Directions –
(A) According to the alignment post, what does alignment appear to be an aspect of in llvm?
(B) Set down part of the alignment post word for word, starting at the words "I accomplish this" and ending after the words "an Opaque type.".
(C) List each of the three cases in the alignment post by number, with the status the writer gives it.

Selected passage –
-- START --
Chris,> I'm not sure what you mean: do you have a pointer to these, or do you
> have an array of pointers? Do you know the size of the elements? The
> compiler can't lay out a structure or array without knowing the size
> (not just the alignment) of the elements.
I can think of three cases that are important to my research, detailed
below. [1] is solved by global variable alignment; [2] is hacked and
working, through type-alignment---not storage-location
alignment---would make it easier; [3] is unsolved, and we use a
sub-optimal work-around.
One could summarize all three cases succinctly with a simple question:
should alignment be an aspect of a storage location, or of a type? In
llvm, it appears to be an aspect of a storage location. But I think
it should be an aspect of the type.
(Case 1) There is some set of values V that we wish to transfer from
one thread to another. The size and types of V can only be known at
compile time. We want to create a corresponding type struct.V to
carry those values. In our situation, several threads will be writing
to its own structure simultaneously. By aligning the structures to
cacheline boundaries, we can ensure that no two of these structures
occupy the same cacheline, and so no two threads are competing for
that cacheline.
As you noted, this case can be handled by setting an alignment on a
global variable.
(Case 2) We have a group of closely related threads, all running the
same code, but parameterized with some integer instance number. Just
like the previous case, these threads need to communicate some set of
values. When they write their values, they can use their instance
number to index into an array of struct.V's.
But, say two threads i and i+1 are both trying to write to the array.
I would like to ensure that array[i] and array[i+1] lay in different
cachelines. The only way to guarantee that is if each /element/ of
the array is cacheline aligned. In other words, I am not trying to
align the global variable (the array) to a cacheline, rather its
elements.
I accomplish this by first making an assumption about cacheline size,
and then adding a char[] padding element to the structure type. I'd
rather set alignment on the element type.
(Case 3) We have a group of closely related threads, all running the
same code, but parameterized with some integer instance number.
Additionally, we use some external library to provide an inter-thread
communication facility. Each thread must have a distinct handle
object for that library.
The handle objects are complicated: many fields, many alignment rules,
etc. Also, as our research has progressed, the internal structure of
the handle object has been revised several times. For these reasons,
we would like to maintain the handle-type in llvm as an Opaque type.
Also, initialization of these handle objects is relatively slow. A
comparison could be made to a thread pool: you initialize a pool when
you start your program so you don't have to pay the thread-spawn
penalty inside a hot loop. For this reason, we initializie the
handles within static constructors. Therefore, we cannot easily place
them in thread-local storage. A global variable is the natural place
to put them.
-- END --
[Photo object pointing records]
-- START --
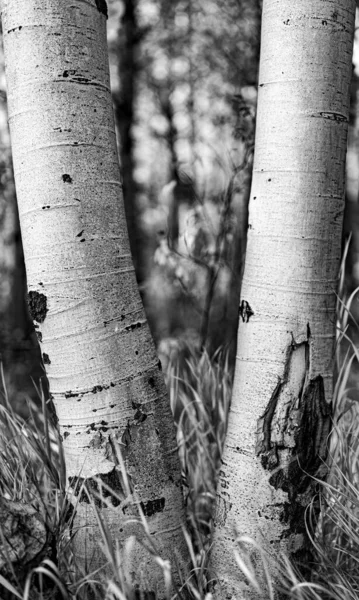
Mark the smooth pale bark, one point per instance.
(279, 418)
(104, 375)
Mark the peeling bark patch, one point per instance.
(245, 311)
(293, 431)
(37, 304)
(151, 507)
(46, 359)
(102, 7)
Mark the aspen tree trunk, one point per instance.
(104, 375)
(280, 413)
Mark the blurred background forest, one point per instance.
(184, 82)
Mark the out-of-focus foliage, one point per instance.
(184, 72)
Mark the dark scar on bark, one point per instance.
(292, 439)
(102, 7)
(307, 423)
(37, 304)
(245, 311)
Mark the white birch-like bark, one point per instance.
(105, 377)
(279, 419)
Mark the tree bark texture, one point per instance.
(280, 413)
(104, 375)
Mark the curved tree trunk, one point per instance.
(101, 363)
(280, 413)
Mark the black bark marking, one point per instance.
-- END --
Solution list –
(A) A storage location.

(B)
I accomplish this by first making an assumption about cacheline size,
and then adding a char[] padding element to the structure type. I'd
rather set alignment on the element type.
(Case 3) We have a group of closely related threads, all running the
same code, but parameterized with some integer instance number.
Additionally, we use some external library to provide an inter-thread
communication facility. Each thread must have a distinct handle
object for that library.
The handle objects are complicated: many fields, many alignment rules,
etc. Also, as our research has progressed, the internal structure of
the handle object has been revised several times. For these reasons,
we would like to maintain the handle-type in llvm as an Opaque type.

(C)
- Case 1: solved by global variable alignment
- Case 2: hacked and working, though type-alignment would make it easier
- Case 3: unsolved, handled with a sub-optimal work-around